- Problem requirements
The entries below contain a stretch that opens with the line containing "Every instance of the red" and closes with the line containing "Target: blue sky"; set down that stretch exactly, both ends included, and nothing else.

- Information supplied
┌────────

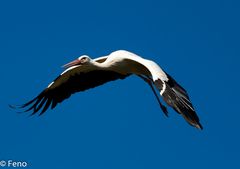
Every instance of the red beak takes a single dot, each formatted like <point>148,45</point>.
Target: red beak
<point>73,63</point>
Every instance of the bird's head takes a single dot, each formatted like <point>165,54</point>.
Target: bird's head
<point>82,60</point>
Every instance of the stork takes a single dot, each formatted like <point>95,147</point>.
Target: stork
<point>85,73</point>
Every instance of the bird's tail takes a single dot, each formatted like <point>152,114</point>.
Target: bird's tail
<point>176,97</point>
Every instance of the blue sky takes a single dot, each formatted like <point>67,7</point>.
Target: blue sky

└────────
┌────────

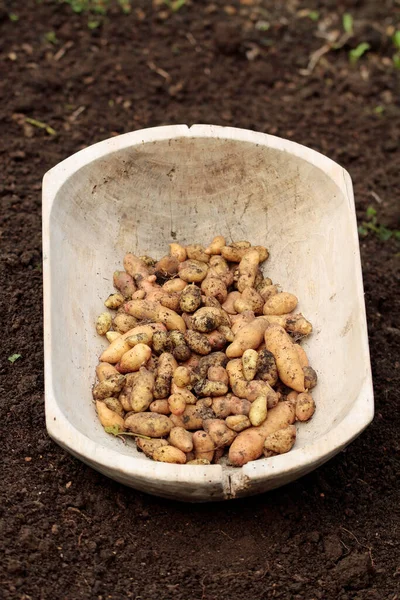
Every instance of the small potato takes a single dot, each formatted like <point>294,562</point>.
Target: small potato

└────────
┌────────

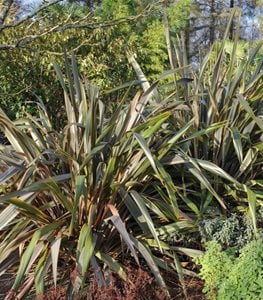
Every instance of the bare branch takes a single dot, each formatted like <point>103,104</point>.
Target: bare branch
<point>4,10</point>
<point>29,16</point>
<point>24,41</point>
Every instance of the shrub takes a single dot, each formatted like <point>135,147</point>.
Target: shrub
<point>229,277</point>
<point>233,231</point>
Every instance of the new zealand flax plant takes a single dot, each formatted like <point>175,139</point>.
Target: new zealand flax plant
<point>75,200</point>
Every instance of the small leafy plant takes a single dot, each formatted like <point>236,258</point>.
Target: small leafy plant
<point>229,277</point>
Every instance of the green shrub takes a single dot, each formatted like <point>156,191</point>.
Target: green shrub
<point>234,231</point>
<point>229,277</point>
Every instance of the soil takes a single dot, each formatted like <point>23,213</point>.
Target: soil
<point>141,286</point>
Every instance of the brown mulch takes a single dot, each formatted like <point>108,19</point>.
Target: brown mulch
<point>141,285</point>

└────────

- Solution for this task
Every instance of the red beak takes a single dot, each formatted like <point>148,45</point>.
Target: red beak
<point>73,63</point>
Every instance of the bird's head takes a single dot, each formatted like <point>165,54</point>.
Target: bird's head
<point>82,60</point>
Every instance of the stork takes a single dot, each formatted like <point>95,147</point>.
Target: stork
<point>85,73</point>
Every instance of the bird's tail takes a single dot, each formatted like <point>152,114</point>.
Target: bird's tail
<point>176,97</point>
Every instance of the blue sky takes a single dot, each formatted like <point>67,7</point>.
Target: blue sky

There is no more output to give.